# Passage given
Russ Irwin is an American singer-songwriter, producer, composer and multi-instrumentalist from New York City. He has worked with multiple artists including Aerosmith, Sting, Bryan Adams, Meat Loaf, Foreigner, Cheap Trick, Joe Bonamassa, and Curt Smith.

Irwin studied music business and classical piano at New York University and also attended the New School for jazz piano.  In 1991, he was signed by Charles Koppelman to SBK Records and a self-titled album, produced by Phil Ramone followed later that year. The album debuted on the Billboard Heatseekers chart, and the single, "My Heart Belongs to You" hit No. 28 on the Billboard Hot 100. and the song "I Need You Now" hit No. 36 on the Radio & Records Rock chart. In 1992, Irwin toured with his band, opening for Roxette.

In the mid-1990s, Irwin went on to play with Mayfield, a band featuring Curt Smith, the lead singer of Tears for Fears which led to a touring position as a keyboardist, vocalist and guitarist with Aerosmith (1997–2014), Sting, (2000–2001), Bryan Adams (2002), Cheap Trick (2012) and Joe Bonamassa (2016) He has performed live with Jeff Beck, John Fogerty, Jonny Lang, Slash, Duncan Sheik, and Jessica Simpson. In 2008, Irwin performed on the Chris Botti Live in Boston DVD.

# Recorded data
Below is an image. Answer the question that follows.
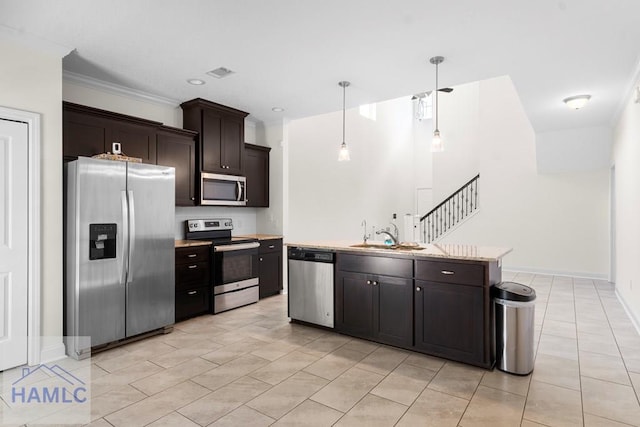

# Problem set
A. Rewrite the part of the Russ Irwin text that begins at the words "In the mid-1990s, Irwin" and stops after "in Boston DVD.", replacing "keyboardist" with "pianist".
B. According to the Russ Irwin text, which record label signed Irwin in 1991?

# Answers per task
A.
In the mid-1990s, Irwin went on to play with Mayfield, a band featuring Curt Smith, the lead singer of Tears for Fears which led to a touring position as a pianist, vocalist and guitarist with Aerosmith (1997–2014), Sting, (2000–2001), Bryan Adams (2002), Cheap Trick (2012) and Joe Bonamassa (2016) He has performed live with Jeff Beck, John Fogerty, Jonny Lang, Slash, Duncan Sheik, and Jessica Simpson. In 2008, Irwin performed on the Chris Botti Live in Boston DVD.

B. SBK Records